Page extract:

-=-=-

CUDA Multi-Process Service (MPS)

What is CUDA Multi-Process Service (MPS)?

CUDA Multi-Process Service (MPS) is a client-server architecture that enables multiple CUDA processes to share a single GPU context, allowing them to submit work concurrently to the GPU and achieve better utilization. Without MPS, CUDA contexts from different processes are time-sliced sequentially, leading to GPU underutilization when individual processes launch small kernels.

MPS eliminates this overhead by multiplexing work from multiple clients through a single server process that manages a shared GPU context.

The Problem: GPU Underutilization

Modern NVIDIA GPUs contain thousands of CUDA cores capable of executing work from multiple kernels simultaneously. However, the default CUDA execution model creates isolation between processes by giving each its own exclusive GPU context.

When multiple processes try to use the GPU, the driver time-slices these contexts—meaning only one process can submit work at a time, and context switches incur significant overhead.

Time-Slicing Issues

Consider a scenario where you have multiple small inference services running—each launches CUDA kernels that use only 20% of the GPU's streaming multiprocessors (SMs):

Process A runs its kernel using 20% of GPU → 80% of SMs idle
Context switch overhead (~10-100 microseconds)
Process B runs its kernel using 20% of GPU → 80% of SMs idle
Context switch overhead
Process C runs → more idle time

The GPU spends most of its time either idle or switching contexts. With MPS, all three processes submit work concurrently through a shared context, and the GPU scheduler assigns them to different SMs simultaneously—achieving 60% utilization instead of 20%.

MPS Architecture

MPS operates through a client-server model with three key components:

1. MPS Control Daemon

Binary: nvidia-cuda-mps-control
Role: Management interface
Functions:
- Start/stop MPS servers
- Configure per-device settings
- Handle client connections
- Manage pipe directories

2. MPS Server

Binary: nvidia-cuda-mps-server
Role: GPU context owner
Functions:
- Create shared GPU context
- Multiplex CUDA calls from multiple clients
- Submit kernels to GPU
- Manage device memory

3. Client Library

Library: libcuda.so (MPS-aware)
Role: Transparent interception
Functions:
- Intercept CUDA API calls
- Route to MPS server via named pipes
- Handle synchronization
- Manage client state

How MPS Works

When a CUDA application runs under MPS, the execution flow changes fundamentally:

1. Application Launch

Client process starts and loads the CUDA runtime library (libcuda.so). If MPS environment variables are set, the library detects MPS mode.

2. MPS Connection

The CUDA library connects to the MPS control daemon via named pipes in /tmp/nvidia-mps/ (or path specified by CUDA_MPS_PIPE_DIRECTORY). Control daemon authenticates the client and provides a connection to the appropriate MPS server.

3. Context Initialization

Instead of creating its own GPU context, the client receives a handle to the shared context managed by the MPS server. This is transparent to the application—it still uses standard CUDA API calls.

-=-=-

Data lines:

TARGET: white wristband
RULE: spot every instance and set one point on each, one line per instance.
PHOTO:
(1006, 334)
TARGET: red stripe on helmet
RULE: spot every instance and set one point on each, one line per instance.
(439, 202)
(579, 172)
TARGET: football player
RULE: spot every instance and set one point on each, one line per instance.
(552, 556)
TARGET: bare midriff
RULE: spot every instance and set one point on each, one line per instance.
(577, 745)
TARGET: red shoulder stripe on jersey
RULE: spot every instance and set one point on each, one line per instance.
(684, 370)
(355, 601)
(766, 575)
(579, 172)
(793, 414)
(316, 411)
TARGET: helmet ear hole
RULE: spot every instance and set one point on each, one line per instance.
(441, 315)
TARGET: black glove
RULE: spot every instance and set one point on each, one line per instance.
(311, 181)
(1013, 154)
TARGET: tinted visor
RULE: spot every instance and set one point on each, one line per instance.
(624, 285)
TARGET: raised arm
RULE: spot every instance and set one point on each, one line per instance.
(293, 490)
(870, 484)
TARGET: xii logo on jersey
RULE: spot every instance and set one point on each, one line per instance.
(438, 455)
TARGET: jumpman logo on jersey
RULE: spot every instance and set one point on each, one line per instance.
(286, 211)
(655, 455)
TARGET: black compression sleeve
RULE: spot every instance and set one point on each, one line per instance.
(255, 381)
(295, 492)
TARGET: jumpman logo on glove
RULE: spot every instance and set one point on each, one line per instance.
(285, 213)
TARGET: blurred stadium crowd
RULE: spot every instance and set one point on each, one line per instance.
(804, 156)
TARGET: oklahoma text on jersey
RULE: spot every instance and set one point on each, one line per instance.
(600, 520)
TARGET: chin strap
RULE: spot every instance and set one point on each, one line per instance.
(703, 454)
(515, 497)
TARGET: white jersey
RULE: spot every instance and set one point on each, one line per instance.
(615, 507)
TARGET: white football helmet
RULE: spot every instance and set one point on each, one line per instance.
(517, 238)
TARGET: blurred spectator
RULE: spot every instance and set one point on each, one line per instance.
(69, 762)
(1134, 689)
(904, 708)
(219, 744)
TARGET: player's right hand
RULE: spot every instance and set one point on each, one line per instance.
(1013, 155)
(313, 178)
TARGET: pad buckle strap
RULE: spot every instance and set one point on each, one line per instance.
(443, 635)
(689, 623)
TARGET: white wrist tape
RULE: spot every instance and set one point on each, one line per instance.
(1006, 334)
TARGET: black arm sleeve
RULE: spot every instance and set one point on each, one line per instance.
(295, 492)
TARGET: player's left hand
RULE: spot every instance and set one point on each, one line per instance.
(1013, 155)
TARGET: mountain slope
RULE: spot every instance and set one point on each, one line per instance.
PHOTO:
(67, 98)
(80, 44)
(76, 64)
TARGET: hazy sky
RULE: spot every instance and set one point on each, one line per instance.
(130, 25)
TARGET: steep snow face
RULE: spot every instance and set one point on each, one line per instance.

-=-=-

Your tasks:
[A] Render the following sentence from the CUDA MPS page into Spanish: "MPS eliminates this overhead by multiplexing work from multiple clients through a single server process that manages a shared GPU context."
[B] Proceed with the CUDA MPS page, starting after its final sentence.
The lines accompanying the text are not relevant to what is asked here.

Exercise responses:
[A] MPS elimina esta sobrecarga multiplexando el trabajo de varios clientes a través de un único proceso servidor que gestiona un contexto de GPU compartido.

[B]
4. Kernel Launch

When the application calls cudaLaunchKernel(), the CUDA library serializes the kernel parameters and sends them through the pipe to the MPS server. The server queues the work and submits it to the GPU using its shared context.

5. Concurrent Execution

The GPU's hardware scheduler receives kernels from multiple clients (via the single MPS server) and distributes them across available SMs. Kernels from different clients can execute simultaneously if resources permit.

6. Synchronization

When a client calls cudaDeviceSynchronize(), it waits on its own submitted work. The MPS server tracks which kernels belong to which client and signals completion appropriately.

Benefits of MPS

Reduced Overhead

Single GPU context eliminates context switch costs (50-100μs per switch)

Better GPU Utilization

Multiple small kernels can fill the GPU instead of leaving it mostly idle

Transparency

Applications require no code changes—MPS operates at the CUDA driver level

Simplified Management

Control daemon provides centralized administration

Improved Isolation (Volta+)

Hardware improvements on Volta and newer architectures provide better isolation between clients with Address Space Isolation (ASI)

Memory Management

Pre-Volta (Pascal and Earlier): Limited Isolation

On GPUs before Volta (e.g., GTX 1080, Tesla P100), MPS provides minimal process isolation:

All clients share the same virtual address space
No hardware memory protection
A buggy client can corrupt another client's GPU memory
Error propagation affects all clients

Recommendation: Only use pre-Volta MPS for trusted workloads or development environments, not multi-tenant production systems.

Volta and Later: Improved Isolation

Starting with Volta architecture (Tesla V100, RTX 2080, etc.), NVIDIA introduced hardware-level improvements:

Address Space Isolation (ASI): Each client gets its own GPU virtual address space
Memory Protection: Hardware prevents clients from accessing each other's memory
Fault Isolation: GPU faults in one client don't crash others (with caveats)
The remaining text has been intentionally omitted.